_Exercise instructions_: Copy the entries below, from the line containing "Q: In the photo above, mark the wooden adirondack" through the last entry inclusive, keeping the requests and offsetting every answer coordinate by 15. Leave the sample coordinates inside the requests unchanged.

_Records provided_:
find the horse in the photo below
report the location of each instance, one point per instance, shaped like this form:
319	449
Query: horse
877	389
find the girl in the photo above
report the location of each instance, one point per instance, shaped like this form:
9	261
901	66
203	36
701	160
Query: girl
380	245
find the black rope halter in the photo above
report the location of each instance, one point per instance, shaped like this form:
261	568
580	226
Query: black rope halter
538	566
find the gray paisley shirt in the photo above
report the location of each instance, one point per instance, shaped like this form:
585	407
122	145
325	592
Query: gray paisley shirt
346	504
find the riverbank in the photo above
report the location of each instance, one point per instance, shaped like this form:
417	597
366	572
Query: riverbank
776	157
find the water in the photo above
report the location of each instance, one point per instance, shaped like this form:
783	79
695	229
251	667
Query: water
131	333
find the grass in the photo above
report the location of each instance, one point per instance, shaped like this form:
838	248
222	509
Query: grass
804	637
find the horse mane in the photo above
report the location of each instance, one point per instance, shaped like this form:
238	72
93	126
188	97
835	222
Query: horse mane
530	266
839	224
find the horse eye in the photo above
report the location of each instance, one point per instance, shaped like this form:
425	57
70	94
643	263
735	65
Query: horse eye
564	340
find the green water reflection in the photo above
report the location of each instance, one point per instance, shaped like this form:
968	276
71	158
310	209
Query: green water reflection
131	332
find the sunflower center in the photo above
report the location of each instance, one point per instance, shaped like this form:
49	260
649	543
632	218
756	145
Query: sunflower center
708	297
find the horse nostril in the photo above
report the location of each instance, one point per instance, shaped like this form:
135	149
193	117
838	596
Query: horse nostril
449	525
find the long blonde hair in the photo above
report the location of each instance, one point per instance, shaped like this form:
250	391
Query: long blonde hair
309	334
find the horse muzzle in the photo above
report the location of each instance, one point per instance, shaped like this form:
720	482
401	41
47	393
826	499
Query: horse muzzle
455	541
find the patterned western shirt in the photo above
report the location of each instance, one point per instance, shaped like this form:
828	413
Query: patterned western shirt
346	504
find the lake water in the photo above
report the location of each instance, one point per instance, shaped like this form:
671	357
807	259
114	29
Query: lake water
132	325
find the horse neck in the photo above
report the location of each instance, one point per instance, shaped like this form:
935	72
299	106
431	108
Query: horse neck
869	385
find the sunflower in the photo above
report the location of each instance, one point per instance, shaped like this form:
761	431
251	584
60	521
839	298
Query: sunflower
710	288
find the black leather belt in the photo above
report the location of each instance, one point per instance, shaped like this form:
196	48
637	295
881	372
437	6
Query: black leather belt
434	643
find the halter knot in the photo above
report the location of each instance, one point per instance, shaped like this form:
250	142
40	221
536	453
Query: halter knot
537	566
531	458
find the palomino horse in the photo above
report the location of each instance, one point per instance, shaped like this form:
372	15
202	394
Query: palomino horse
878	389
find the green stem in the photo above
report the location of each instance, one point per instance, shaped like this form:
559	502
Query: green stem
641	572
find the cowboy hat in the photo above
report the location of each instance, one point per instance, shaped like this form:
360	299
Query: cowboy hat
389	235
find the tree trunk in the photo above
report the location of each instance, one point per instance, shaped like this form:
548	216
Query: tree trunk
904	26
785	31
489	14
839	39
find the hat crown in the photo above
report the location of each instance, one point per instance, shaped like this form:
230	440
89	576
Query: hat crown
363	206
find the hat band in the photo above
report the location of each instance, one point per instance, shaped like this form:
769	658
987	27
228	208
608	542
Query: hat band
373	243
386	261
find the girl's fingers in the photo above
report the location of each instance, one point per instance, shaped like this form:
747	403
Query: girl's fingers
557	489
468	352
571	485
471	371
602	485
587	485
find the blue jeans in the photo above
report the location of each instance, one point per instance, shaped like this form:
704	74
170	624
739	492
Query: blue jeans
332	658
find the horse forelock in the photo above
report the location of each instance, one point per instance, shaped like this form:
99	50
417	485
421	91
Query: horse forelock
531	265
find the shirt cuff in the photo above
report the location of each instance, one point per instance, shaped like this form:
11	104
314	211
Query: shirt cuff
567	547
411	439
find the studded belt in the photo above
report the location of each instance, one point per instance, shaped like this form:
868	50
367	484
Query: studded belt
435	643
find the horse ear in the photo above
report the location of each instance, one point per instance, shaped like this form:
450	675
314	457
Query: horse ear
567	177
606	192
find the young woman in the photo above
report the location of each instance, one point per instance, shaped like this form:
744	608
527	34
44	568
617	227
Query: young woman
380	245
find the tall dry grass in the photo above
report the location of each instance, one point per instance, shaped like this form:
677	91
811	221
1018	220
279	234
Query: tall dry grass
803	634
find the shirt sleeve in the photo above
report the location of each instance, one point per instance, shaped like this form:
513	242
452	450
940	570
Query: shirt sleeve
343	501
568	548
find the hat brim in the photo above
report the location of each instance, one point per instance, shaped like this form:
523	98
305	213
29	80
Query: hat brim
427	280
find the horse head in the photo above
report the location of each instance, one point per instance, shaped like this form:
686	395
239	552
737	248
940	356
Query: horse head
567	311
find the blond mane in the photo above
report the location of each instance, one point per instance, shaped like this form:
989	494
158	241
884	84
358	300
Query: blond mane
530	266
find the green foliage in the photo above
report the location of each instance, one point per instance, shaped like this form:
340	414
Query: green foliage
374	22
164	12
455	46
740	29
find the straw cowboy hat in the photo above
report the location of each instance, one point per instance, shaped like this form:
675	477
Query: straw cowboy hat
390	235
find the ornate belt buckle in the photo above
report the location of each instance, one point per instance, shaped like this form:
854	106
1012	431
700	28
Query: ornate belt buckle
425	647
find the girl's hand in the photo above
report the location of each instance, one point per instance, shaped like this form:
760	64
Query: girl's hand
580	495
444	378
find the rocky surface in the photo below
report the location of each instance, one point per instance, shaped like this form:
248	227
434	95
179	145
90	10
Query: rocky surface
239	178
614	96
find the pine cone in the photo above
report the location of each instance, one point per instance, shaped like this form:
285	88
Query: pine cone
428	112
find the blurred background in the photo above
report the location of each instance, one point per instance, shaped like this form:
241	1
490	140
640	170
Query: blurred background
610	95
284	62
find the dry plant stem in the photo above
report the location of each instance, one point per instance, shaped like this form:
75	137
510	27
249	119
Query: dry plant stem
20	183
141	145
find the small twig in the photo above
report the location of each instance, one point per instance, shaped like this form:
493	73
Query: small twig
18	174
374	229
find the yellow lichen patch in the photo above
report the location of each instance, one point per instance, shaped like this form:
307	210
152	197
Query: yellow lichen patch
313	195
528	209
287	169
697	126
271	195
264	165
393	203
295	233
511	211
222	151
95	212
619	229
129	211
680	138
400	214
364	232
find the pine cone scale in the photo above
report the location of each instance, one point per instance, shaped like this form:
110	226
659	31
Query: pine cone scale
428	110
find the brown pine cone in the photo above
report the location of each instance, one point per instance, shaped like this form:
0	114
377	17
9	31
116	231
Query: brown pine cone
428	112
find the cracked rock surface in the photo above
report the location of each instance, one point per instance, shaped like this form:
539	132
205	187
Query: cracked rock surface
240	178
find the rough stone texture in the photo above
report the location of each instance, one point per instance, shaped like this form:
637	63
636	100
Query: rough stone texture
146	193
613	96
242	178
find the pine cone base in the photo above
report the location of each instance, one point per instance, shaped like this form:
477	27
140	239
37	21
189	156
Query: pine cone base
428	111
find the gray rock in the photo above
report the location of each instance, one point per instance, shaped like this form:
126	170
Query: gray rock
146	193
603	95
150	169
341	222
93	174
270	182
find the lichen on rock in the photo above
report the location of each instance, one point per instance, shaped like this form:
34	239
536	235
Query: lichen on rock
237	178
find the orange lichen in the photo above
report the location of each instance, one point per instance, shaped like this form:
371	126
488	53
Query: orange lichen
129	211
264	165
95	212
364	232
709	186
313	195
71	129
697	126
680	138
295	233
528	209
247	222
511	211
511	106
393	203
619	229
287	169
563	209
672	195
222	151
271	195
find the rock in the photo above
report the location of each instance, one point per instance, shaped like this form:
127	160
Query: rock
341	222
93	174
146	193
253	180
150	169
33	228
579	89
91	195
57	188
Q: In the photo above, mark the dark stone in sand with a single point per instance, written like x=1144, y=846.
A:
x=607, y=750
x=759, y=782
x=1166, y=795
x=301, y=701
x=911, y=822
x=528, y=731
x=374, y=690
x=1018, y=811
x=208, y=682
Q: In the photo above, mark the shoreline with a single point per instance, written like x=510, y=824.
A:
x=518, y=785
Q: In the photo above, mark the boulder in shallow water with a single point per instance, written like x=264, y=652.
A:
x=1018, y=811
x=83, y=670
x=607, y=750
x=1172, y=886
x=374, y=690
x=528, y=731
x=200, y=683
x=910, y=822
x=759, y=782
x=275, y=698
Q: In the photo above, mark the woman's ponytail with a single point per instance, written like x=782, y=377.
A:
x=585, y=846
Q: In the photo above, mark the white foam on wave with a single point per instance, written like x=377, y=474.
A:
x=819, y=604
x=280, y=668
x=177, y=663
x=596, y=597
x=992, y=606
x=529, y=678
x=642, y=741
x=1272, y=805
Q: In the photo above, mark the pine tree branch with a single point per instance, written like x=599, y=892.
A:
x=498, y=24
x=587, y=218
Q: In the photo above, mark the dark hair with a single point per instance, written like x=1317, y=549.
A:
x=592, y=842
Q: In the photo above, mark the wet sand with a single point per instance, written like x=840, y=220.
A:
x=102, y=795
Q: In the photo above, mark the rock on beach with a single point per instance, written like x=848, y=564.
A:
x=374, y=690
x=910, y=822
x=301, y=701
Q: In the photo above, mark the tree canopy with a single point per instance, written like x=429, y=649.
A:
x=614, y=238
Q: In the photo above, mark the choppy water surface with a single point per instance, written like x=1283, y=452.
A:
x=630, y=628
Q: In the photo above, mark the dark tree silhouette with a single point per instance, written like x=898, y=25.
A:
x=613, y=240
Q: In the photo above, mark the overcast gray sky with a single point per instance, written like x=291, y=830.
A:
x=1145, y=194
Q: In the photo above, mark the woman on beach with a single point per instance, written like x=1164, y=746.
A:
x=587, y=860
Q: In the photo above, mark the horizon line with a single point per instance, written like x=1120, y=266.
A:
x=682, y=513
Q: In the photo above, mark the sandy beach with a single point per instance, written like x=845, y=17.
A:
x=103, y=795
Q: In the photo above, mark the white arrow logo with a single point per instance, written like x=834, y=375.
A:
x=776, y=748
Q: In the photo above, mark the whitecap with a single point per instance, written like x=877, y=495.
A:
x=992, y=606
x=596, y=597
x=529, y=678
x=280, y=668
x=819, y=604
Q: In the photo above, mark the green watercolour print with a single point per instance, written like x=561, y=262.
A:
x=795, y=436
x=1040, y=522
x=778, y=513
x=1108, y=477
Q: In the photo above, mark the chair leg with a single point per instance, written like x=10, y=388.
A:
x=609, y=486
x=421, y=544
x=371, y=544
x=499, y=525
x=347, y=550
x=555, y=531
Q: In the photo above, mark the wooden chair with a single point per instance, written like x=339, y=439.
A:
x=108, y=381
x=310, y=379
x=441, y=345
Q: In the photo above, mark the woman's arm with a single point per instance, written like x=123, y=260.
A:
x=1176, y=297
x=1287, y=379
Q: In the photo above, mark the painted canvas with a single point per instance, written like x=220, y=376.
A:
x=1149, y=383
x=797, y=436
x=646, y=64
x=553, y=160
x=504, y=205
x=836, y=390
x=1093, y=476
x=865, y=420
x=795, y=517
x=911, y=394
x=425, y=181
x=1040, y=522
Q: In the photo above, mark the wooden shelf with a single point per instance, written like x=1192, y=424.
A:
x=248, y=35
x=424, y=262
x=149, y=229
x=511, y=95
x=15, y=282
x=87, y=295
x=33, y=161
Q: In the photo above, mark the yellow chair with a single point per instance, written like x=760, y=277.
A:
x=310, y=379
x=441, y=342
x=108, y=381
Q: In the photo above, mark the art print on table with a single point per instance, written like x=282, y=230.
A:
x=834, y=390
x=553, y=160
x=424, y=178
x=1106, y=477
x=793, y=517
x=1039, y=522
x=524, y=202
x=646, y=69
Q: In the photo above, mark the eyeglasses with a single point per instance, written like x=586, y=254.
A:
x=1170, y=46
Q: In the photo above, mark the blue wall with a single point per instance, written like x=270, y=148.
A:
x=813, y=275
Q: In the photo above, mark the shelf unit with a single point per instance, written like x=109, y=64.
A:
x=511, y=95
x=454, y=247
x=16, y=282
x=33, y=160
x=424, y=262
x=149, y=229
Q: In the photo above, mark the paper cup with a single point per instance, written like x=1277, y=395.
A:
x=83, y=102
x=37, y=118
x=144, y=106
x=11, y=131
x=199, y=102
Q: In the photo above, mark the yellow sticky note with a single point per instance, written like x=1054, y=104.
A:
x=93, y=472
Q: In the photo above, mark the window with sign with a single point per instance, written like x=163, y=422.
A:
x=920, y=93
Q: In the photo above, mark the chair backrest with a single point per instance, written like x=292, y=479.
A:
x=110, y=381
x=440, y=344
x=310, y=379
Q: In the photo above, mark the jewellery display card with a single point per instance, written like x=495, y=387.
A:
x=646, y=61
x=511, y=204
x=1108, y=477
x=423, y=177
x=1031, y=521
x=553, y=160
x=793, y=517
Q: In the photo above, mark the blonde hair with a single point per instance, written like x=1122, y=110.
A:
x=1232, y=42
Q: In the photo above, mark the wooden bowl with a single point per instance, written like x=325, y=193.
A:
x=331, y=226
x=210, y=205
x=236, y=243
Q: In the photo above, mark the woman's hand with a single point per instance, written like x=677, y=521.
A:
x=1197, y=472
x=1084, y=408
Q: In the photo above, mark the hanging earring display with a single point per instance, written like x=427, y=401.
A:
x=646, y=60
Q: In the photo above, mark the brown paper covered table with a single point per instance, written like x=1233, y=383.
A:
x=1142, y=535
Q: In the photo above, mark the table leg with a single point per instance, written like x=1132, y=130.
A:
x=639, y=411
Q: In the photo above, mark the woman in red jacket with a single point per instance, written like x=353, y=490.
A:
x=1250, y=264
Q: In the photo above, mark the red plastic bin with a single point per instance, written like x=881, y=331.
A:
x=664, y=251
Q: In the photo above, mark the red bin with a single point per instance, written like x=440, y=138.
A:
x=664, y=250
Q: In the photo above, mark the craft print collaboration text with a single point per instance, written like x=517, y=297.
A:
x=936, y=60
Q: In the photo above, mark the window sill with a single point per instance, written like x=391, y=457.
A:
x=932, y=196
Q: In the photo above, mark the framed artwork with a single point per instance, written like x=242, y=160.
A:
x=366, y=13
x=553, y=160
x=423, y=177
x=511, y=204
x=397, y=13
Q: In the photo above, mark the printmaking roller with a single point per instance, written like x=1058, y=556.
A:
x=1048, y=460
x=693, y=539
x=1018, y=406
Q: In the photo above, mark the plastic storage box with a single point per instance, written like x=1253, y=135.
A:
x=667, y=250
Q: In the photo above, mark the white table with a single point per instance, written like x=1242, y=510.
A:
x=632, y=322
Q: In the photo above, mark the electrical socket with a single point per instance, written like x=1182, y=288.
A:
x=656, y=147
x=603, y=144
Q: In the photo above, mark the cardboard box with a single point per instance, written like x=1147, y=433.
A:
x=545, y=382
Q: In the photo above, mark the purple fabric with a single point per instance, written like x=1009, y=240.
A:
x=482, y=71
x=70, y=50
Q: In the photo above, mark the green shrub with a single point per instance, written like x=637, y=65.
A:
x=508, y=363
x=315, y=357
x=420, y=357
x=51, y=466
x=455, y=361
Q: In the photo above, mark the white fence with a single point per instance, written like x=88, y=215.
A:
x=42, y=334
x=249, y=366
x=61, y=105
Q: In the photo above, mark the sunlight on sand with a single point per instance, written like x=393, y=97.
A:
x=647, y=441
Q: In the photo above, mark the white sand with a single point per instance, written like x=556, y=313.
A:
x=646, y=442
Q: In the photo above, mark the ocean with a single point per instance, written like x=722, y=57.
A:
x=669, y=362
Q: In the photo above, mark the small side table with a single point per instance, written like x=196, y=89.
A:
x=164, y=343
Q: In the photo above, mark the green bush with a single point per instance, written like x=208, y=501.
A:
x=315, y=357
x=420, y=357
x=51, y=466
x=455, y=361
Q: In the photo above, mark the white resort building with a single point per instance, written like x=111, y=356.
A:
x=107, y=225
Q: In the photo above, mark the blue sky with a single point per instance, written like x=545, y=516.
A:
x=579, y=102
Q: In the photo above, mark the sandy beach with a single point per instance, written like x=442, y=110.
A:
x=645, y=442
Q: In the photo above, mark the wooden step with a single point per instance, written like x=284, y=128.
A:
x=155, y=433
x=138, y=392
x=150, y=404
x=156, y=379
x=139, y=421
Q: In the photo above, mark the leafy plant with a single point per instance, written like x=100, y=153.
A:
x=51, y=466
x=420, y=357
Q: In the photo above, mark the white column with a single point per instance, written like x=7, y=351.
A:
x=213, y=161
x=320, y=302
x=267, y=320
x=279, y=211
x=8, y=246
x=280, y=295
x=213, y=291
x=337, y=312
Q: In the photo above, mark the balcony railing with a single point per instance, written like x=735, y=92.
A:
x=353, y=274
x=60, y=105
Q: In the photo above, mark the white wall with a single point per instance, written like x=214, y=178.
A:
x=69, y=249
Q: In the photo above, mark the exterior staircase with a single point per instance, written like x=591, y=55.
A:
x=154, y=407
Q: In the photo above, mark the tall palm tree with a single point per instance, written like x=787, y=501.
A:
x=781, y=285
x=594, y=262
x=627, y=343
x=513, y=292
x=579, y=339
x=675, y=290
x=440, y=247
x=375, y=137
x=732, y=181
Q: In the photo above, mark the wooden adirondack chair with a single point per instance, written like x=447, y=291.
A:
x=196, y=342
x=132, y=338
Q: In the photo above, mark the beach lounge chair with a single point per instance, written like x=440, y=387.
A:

_Finished answer_:
Q: In the photo above, mark the wooden adirondack chair with a single point per instance, written like x=447, y=291.
A:
x=211, y=357
x=147, y=353
Q: In the photo above, mark the beach lounge chair with a single point per instance, written like x=440, y=387.
A:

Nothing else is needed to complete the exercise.